◆ THE PROBLEM ◆
Rescale the records below by copying out every line from the line containing "Might I ask you to point at the tiger's front" through the line containing "point(191, 639)", multiplying each point coordinate in the answers by 2.15 and rounding to whole numbers, with halves rounded up. Keep all other lines and numbers unchanged.

◆ DATA SUPPLIED ◆
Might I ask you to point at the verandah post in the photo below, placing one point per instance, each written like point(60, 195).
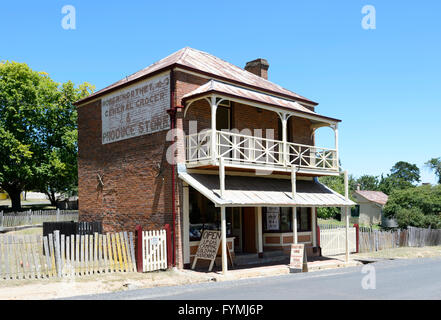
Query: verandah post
point(139, 241)
point(224, 241)
point(318, 236)
point(347, 214)
point(357, 237)
point(169, 246)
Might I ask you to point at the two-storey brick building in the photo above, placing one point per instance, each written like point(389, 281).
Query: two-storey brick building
point(242, 158)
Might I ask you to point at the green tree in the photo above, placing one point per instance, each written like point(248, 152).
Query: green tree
point(419, 206)
point(368, 182)
point(58, 171)
point(336, 183)
point(403, 175)
point(435, 165)
point(37, 130)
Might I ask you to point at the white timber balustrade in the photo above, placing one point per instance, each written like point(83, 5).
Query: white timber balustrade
point(237, 149)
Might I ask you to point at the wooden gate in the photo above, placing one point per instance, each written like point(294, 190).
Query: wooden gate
point(154, 250)
point(333, 241)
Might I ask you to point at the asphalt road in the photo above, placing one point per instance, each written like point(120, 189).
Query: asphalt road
point(395, 279)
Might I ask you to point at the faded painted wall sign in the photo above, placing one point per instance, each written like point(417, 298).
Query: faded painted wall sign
point(298, 260)
point(208, 247)
point(137, 110)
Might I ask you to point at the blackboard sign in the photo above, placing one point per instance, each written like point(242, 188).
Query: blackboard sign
point(208, 247)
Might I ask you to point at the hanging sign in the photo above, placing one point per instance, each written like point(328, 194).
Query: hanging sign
point(136, 110)
point(208, 247)
point(272, 218)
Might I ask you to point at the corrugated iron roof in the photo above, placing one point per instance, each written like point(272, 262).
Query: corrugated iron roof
point(207, 63)
point(255, 191)
point(374, 196)
point(240, 92)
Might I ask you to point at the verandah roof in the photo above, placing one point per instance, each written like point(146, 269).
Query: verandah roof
point(229, 90)
point(241, 191)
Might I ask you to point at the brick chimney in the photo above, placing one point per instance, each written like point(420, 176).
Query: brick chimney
point(258, 67)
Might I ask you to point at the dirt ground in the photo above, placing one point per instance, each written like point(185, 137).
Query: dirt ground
point(59, 288)
point(402, 253)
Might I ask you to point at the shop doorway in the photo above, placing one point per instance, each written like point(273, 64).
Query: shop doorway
point(249, 230)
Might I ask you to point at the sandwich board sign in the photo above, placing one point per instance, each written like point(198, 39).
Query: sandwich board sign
point(298, 261)
point(208, 247)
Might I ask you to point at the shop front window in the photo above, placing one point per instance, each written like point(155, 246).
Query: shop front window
point(277, 219)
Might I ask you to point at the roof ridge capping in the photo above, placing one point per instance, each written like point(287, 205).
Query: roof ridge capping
point(205, 62)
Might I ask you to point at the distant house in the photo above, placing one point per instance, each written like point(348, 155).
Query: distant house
point(369, 208)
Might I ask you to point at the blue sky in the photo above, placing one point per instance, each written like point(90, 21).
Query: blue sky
point(384, 83)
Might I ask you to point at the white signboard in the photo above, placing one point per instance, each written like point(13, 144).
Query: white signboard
point(137, 110)
point(272, 218)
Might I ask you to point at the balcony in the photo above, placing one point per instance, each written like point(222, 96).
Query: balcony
point(252, 152)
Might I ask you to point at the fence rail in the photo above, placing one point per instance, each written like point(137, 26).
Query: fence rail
point(55, 255)
point(154, 250)
point(333, 240)
point(369, 240)
point(375, 240)
point(15, 219)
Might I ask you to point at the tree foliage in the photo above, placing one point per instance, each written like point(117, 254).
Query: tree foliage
point(418, 206)
point(368, 182)
point(337, 184)
point(38, 131)
point(403, 175)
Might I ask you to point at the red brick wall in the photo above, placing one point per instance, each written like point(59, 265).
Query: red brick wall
point(132, 192)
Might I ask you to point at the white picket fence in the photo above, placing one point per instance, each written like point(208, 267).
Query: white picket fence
point(333, 241)
point(36, 217)
point(154, 250)
point(37, 257)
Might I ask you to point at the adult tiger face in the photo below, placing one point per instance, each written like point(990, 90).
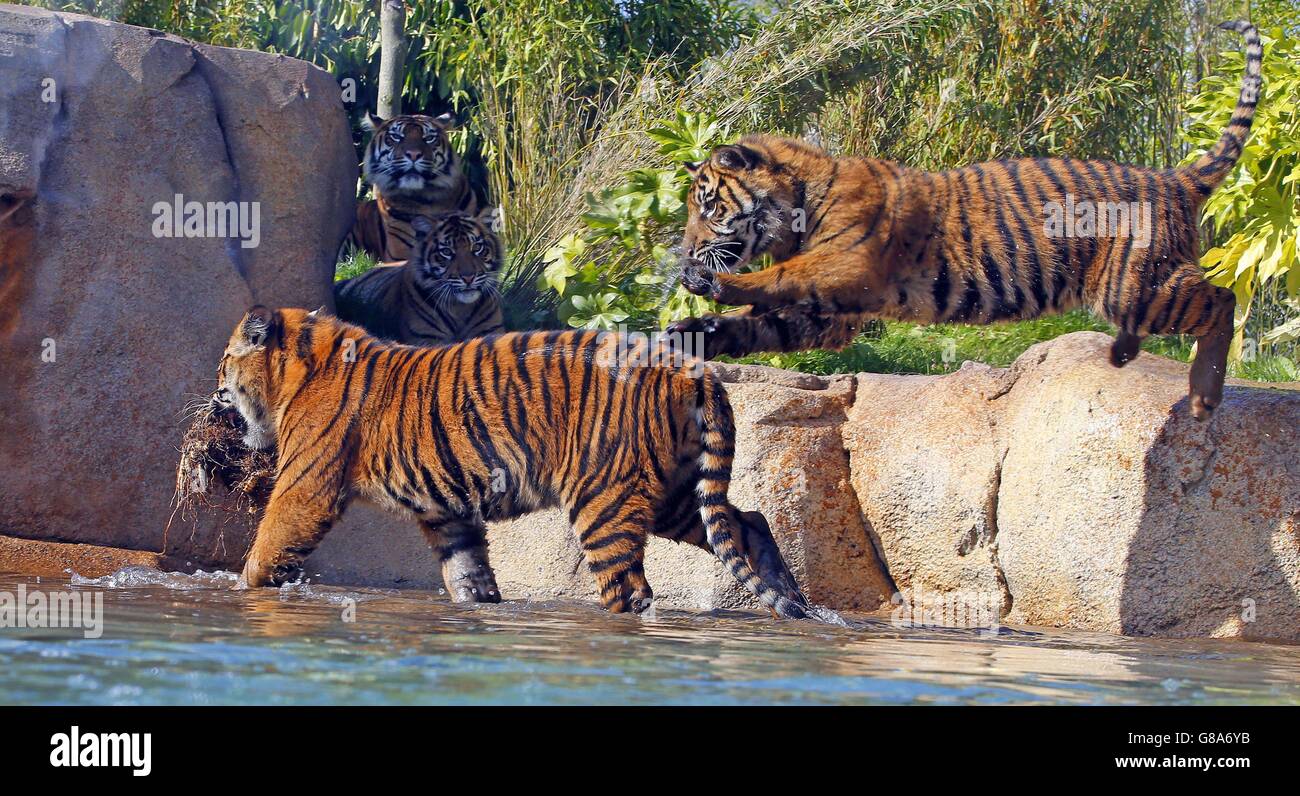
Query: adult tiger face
point(410, 154)
point(737, 211)
point(243, 377)
point(458, 256)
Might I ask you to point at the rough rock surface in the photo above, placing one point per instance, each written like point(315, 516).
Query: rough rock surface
point(1083, 496)
point(108, 329)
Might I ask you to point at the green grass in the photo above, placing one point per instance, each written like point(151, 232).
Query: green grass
point(897, 347)
point(354, 264)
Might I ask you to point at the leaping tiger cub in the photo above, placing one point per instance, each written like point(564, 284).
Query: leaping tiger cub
point(492, 428)
point(854, 238)
point(446, 291)
point(415, 173)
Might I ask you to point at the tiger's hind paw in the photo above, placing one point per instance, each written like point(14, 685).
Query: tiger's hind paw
point(1125, 349)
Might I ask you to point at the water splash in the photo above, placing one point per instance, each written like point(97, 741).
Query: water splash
point(134, 578)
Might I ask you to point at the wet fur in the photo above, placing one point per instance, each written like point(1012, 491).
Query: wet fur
point(493, 428)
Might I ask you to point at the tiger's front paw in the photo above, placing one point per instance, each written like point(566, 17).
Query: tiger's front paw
point(261, 572)
point(701, 280)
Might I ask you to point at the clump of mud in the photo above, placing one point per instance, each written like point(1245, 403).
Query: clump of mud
point(213, 454)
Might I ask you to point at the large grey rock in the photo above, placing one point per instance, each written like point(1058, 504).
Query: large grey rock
point(109, 329)
point(1077, 494)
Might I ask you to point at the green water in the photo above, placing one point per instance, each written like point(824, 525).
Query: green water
point(191, 639)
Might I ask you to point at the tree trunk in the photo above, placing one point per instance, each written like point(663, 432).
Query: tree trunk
point(391, 57)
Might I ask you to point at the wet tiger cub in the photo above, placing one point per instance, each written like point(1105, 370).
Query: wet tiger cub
point(446, 291)
point(415, 173)
point(859, 238)
point(493, 428)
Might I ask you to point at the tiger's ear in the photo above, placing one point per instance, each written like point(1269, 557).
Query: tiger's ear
point(488, 217)
point(736, 158)
point(258, 327)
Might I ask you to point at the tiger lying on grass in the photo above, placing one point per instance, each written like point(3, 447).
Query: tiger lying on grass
point(486, 429)
point(854, 238)
point(446, 291)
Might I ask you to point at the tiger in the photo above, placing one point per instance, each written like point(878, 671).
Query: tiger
point(415, 172)
point(856, 238)
point(492, 428)
point(447, 290)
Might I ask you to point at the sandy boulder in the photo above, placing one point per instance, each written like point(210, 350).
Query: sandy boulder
point(113, 318)
point(1077, 494)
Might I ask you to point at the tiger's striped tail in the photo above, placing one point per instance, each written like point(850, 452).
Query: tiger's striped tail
point(718, 435)
point(1209, 171)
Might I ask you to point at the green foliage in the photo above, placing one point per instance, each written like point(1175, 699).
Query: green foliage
point(614, 271)
point(900, 347)
point(1091, 78)
point(354, 264)
point(1257, 207)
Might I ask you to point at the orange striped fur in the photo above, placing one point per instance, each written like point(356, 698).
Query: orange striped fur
point(858, 238)
point(486, 429)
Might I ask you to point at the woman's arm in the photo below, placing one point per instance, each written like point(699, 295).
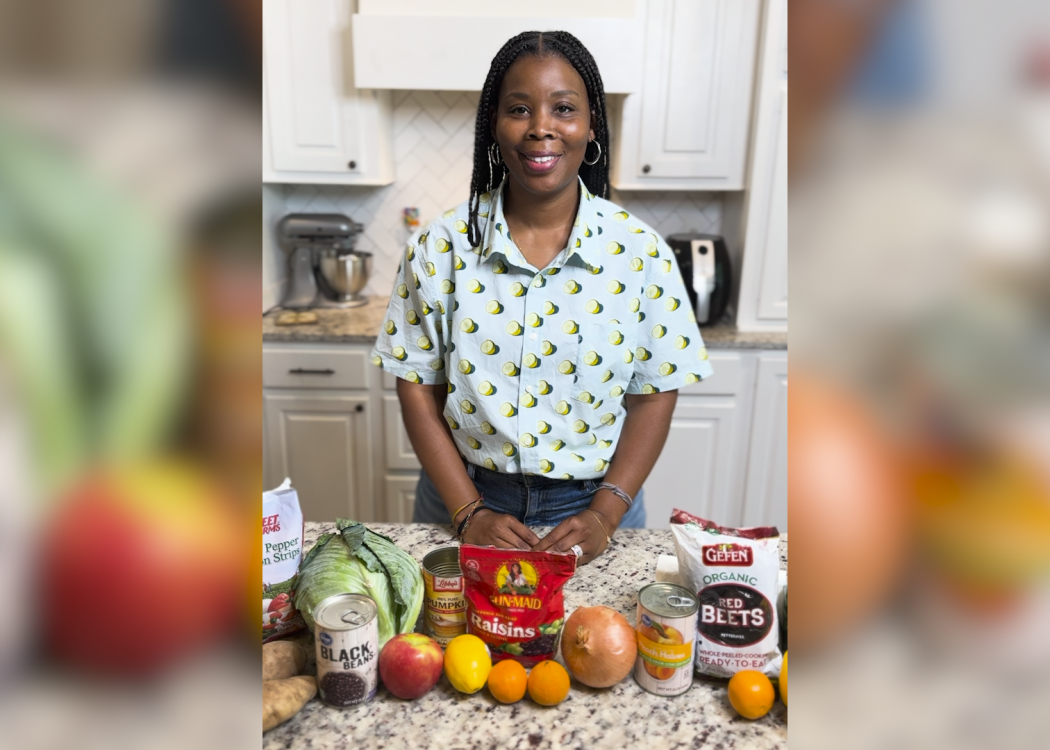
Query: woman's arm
point(641, 441)
point(422, 409)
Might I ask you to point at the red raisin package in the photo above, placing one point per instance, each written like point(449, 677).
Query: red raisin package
point(513, 600)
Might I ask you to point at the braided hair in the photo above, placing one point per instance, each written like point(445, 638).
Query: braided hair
point(485, 176)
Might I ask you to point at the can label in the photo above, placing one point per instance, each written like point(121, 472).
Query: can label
point(348, 664)
point(445, 606)
point(665, 662)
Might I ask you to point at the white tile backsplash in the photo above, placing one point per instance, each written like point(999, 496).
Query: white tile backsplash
point(433, 151)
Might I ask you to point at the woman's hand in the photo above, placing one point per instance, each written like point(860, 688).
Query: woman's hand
point(583, 529)
point(490, 527)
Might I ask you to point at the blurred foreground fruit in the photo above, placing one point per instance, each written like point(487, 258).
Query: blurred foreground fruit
point(548, 683)
point(410, 665)
point(467, 663)
point(140, 566)
point(851, 528)
point(507, 681)
point(751, 692)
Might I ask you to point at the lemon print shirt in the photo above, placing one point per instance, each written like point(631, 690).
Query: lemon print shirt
point(538, 361)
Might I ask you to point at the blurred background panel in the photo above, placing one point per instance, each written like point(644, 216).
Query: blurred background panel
point(920, 410)
point(130, 412)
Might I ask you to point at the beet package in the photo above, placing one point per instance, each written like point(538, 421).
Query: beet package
point(513, 600)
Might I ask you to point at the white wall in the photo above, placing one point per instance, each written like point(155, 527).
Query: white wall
point(433, 151)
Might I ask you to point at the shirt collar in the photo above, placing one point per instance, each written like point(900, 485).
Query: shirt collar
point(496, 237)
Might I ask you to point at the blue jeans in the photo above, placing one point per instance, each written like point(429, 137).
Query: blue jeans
point(533, 500)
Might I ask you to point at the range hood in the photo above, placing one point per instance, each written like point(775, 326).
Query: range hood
point(448, 45)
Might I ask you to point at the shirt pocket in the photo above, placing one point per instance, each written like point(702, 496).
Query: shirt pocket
point(604, 362)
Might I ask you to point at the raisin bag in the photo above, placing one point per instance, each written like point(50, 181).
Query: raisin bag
point(513, 600)
point(734, 573)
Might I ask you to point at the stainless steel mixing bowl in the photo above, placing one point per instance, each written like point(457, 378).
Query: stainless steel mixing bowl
point(347, 274)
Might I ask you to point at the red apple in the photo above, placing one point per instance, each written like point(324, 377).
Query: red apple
point(410, 665)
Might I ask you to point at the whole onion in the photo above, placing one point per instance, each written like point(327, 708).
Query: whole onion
point(599, 646)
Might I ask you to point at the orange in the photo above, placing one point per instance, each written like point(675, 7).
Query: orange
point(751, 693)
point(507, 681)
point(548, 683)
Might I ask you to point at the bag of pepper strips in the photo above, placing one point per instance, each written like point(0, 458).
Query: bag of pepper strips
point(513, 600)
point(734, 573)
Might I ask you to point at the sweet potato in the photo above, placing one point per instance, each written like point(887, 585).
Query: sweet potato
point(282, 699)
point(282, 660)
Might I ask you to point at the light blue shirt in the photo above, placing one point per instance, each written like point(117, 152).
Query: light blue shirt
point(538, 361)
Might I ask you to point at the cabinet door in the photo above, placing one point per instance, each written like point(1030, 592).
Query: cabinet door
point(400, 454)
point(698, 470)
point(322, 443)
point(400, 497)
point(696, 91)
point(317, 121)
point(765, 497)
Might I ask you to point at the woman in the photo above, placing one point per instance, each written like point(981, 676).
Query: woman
point(538, 331)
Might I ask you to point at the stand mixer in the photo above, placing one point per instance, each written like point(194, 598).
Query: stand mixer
point(324, 271)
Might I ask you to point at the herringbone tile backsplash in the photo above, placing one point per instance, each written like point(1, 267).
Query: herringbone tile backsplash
point(433, 150)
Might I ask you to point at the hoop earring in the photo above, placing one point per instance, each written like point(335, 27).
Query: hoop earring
point(599, 157)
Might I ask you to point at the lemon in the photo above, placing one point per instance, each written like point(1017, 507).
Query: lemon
point(467, 663)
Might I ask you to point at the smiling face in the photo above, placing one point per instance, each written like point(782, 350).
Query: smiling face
point(543, 124)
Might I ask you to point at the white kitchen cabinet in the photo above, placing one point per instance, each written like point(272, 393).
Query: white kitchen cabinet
point(765, 496)
point(322, 441)
point(755, 223)
point(317, 127)
point(688, 127)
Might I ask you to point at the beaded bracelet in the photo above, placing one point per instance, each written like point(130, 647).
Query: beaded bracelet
point(617, 492)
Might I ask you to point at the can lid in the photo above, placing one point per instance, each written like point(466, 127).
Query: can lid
point(345, 611)
point(669, 600)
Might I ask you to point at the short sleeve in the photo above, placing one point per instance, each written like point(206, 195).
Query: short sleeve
point(670, 351)
point(412, 342)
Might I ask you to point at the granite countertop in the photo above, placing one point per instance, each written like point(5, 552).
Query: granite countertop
point(362, 325)
point(623, 715)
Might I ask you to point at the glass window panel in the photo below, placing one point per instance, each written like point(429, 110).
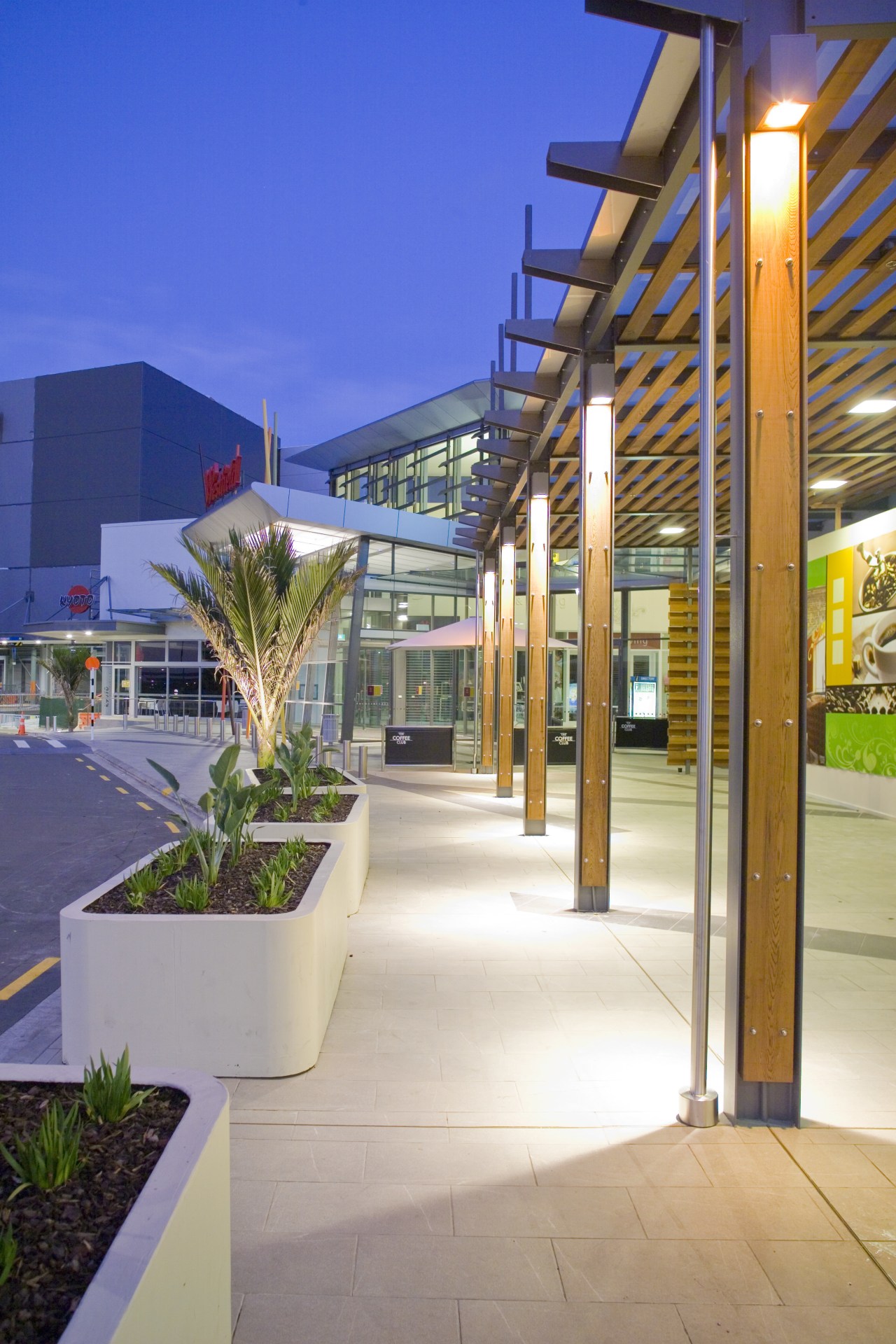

◆ THE REPLY ◆
Might I ask you to point at the tiger's front paw in the photo above, placing one point per instance, each written like point(566, 17).
Query: tiger's front paw
point(561, 1230)
point(1507, 602)
Might I ask you to point at the clump of mud in the photo above, placing one point per instance, each written like point(1245, 403).
Query: clump of mud
point(458, 976)
Might I ask you to point at the large grey rock in the photo above, placing one point per instance, each written like point(1058, 504).
Query: large grey rock
point(234, 707)
point(2316, 1062)
Might I ask you to point at the green water in the photo above, placing one point per instance, each written like point(824, 525).
Query: green water
point(411, 1374)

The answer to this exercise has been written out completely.